TASK BRIEF —
All of the records should be given again exactly as they appear.

::::::

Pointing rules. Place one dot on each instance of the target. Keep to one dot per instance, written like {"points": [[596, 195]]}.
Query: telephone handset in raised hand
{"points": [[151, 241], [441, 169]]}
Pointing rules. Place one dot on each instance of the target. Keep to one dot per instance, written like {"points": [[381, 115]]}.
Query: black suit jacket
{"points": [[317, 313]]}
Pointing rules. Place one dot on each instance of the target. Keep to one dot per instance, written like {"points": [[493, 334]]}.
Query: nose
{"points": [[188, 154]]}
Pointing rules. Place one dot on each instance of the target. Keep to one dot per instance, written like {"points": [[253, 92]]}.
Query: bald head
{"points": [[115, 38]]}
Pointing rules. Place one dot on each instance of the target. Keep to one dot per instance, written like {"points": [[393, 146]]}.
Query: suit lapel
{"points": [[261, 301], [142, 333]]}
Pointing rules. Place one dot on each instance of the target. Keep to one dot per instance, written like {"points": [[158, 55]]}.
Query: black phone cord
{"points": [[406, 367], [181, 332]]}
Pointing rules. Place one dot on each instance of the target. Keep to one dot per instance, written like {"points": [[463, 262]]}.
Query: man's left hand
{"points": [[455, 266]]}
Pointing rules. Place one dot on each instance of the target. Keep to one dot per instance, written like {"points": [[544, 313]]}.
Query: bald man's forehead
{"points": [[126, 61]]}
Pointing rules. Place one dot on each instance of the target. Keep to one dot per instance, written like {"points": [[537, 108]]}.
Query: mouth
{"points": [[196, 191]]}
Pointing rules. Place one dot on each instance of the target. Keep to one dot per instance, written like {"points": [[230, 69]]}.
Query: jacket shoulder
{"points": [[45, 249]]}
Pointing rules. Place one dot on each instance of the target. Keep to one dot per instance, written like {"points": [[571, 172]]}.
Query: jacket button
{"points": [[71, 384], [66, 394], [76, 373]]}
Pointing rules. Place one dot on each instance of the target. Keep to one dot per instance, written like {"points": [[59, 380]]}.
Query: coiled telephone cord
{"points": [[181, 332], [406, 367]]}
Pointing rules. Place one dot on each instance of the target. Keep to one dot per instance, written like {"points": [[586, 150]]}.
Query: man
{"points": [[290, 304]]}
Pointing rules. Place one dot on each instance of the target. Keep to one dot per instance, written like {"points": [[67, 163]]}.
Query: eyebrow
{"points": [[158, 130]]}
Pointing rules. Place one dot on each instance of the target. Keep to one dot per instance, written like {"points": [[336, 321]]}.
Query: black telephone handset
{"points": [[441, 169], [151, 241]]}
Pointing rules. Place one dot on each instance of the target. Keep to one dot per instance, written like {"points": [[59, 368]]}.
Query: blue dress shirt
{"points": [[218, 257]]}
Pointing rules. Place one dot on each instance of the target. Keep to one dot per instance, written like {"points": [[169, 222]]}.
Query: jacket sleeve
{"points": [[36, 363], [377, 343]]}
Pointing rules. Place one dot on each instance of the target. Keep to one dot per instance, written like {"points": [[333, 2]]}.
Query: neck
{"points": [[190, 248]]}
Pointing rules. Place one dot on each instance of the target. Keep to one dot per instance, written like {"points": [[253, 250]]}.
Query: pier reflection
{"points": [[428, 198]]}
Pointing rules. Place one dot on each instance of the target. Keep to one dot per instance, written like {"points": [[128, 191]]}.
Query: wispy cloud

::::::

EXERCISE ANSWER —
Pointing rules. Place one dot on each instance of the target. Keep to one dot per instance, written like {"points": [[596, 195]]}.
Query: telephone handset in raised hand
{"points": [[151, 241], [441, 169]]}
Pointing rules. Place one dot on each instance of the target. Keep to one dot per instance, written like {"points": [[381, 115]]}.
Query: black suit jacket
{"points": [[317, 313]]}
Pointing rules. Place one dot on each instance of the target. Keep to one dot per instance, written like {"points": [[493, 334]]}.
Query: nose
{"points": [[188, 154]]}
Pointing rules. Place one dot on each instance of the target. Keep to one dot per instance, written like {"points": [[253, 92]]}.
Query: bald head
{"points": [[115, 38]]}
Pointing rules. Place one dot on each instance of the target. Keep to one dot per instance, written like {"points": [[393, 146]]}.
Query: suit lapel
{"points": [[261, 301], [142, 333]]}
Pointing rules. Place one dot on each instance of the target. Keep to one dot per instance, written like {"points": [[158, 55]]}.
Query: black phone cord
{"points": [[406, 367], [181, 332]]}
Pointing rules. Place one dot on each instance of the target. Keep to one dot per instance, written like {"points": [[463, 262]]}.
Query: man's left hand
{"points": [[455, 266]]}
Pointing rules. Place one dot on each instance of the target. Keep to one dot per instance, written like {"points": [[544, 313]]}.
Query: bald man's forehead
{"points": [[126, 61]]}
Pointing rules. Place one dot on each instance of the target. Keep to one dot per instance, written like {"points": [[537, 108]]}.
Query: mouth
{"points": [[196, 191]]}
Pointing rules. Place one dot on each instance of the target. Keep to one dot per instance, written like {"points": [[230, 69]]}.
Query: jacket shoulder
{"points": [[45, 249]]}
Pointing rules. Place one dot on each instance of the target. Keep to one dot per instance, written like {"points": [[571, 172]]}.
Query: jacket button
{"points": [[71, 384], [66, 394], [76, 373]]}
Pointing rules. Place one dot on each instance of the target. Keep to one dot per instance, written like {"points": [[59, 380]]}.
Query: coiled telephone cord
{"points": [[181, 332], [406, 367]]}
Pointing rules. Place one dot on each instance of the target. Keep to one dot per instance, written like {"points": [[586, 150]]}.
Query: man
{"points": [[290, 304]]}
Pointing rules. Place one dot on each instance of the target. Keep to one dot per instance, written like {"points": [[67, 163]]}.
Query: eyebrow
{"points": [[158, 130]]}
Pointing rules. Place one dot on each instance of the target. Keep to one dot per instance, written like {"points": [[336, 321]]}.
Query: black telephone handset
{"points": [[441, 169], [151, 241]]}
Pointing rules. Place one dot on each instance of the target. Keep to one dot per instance, written like {"points": [[59, 368]]}.
Query: blue dress shirt
{"points": [[218, 257]]}
Pointing rules. Place one dot on each instance of the target. Keep to one dot per instance, written like {"points": [[169, 222]]}.
Query: jacket sleeve
{"points": [[36, 363], [377, 343]]}
Pointing rules. Place one dot on each instance of the target. Keep to one dot per instance, written like {"points": [[333, 2]]}.
Query: neck
{"points": [[190, 248]]}
Pointing rules. Place one dot on each instance of the target. Keep to one dot per instance, written like {"points": [[253, 250]]}.
Query: pier reflection
{"points": [[428, 198]]}
Pointing rules. Place one dot on each instance of the target. Keep to one dot per instance, written like {"points": [[128, 191]]}.
Query: wispy cloud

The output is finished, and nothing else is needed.